It’s the first time that the second Trump administration has released its contingency plan in response to what would happen if Congress doesn’t keep the government funded after Oct. 1 — something that looks likely at the moment. The furlough of two-thirds of CISA employees is also relatively close to the last time the Biden administration produced shutdown guidance in 2023.
According to the DHS document, 889 of CISA’s 2,540 personnel would keep working through a government funding lapse. That workforce estimate is from May, and could be smaller now. In 2023, DHS anticipated that it would keep 960 of its then-3,117 employees at work.
The Biden administration said that year that it would have had the ability to recall another 790 CISA employees if needed. The latest DHS guidance doesn’t include any information on recallable employees, and CISA didn’t immediately respond to a request for that figure Monday.
Furloughs of cyber personnel could have a whole host of potentially negative consequences, government officials and outside cyber experts have warned. Those consequences could be even worse as the Trump administration slashes the federal workforce, some say.

■ COLLECTED MATERIAL:

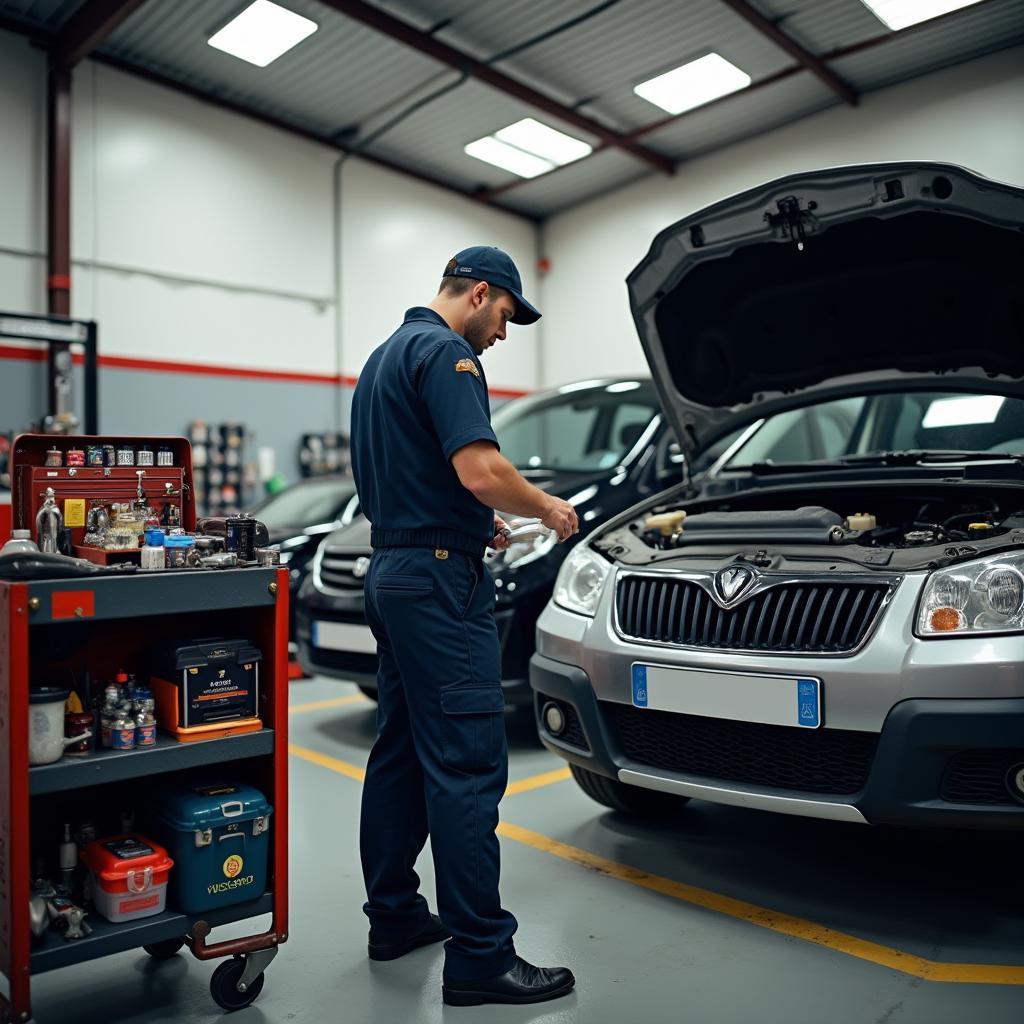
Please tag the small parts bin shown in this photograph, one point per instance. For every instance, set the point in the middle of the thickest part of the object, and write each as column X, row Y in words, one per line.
column 219, row 836
column 129, row 877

■ PROBLEMS TO WORK ON:
1) Retype the CISA furlough article between "It’s the first" and "guidance in 2023.", inclusive.
2) Decide whether each statement agrees with the CISA furlough article, answering yes or no and quoting the words that settle it: (a) 889 of CISA's 2,540 personnel would keep working during a government funding lapse. (b) The latest DHS guidance gives the number of CISA employees who could be recalled. (c) The CISA workforce estimate dates from May.
The data come from a source separate from the CISA furlough article.

■ TASK RESPONSES:
1)
It’s the first time that the second Trump administration has released its contingency plan in response to what would happen if Congress doesn’t keep the government funded after Oct. 1 — something that looks likely at the moment. The furlough of two-thirds of CISA employees is also relatively close to the last time the Biden administration produced shutdown guidance in 2023.

2)
(a) Yes: "889 of CISA’s 2,540 personnel would keep working through a government funding lapse"
(b) No: "The latest DHS guidance doesn’t include any information on recallable employees"
(c) Yes: "That workforce estimate is from May"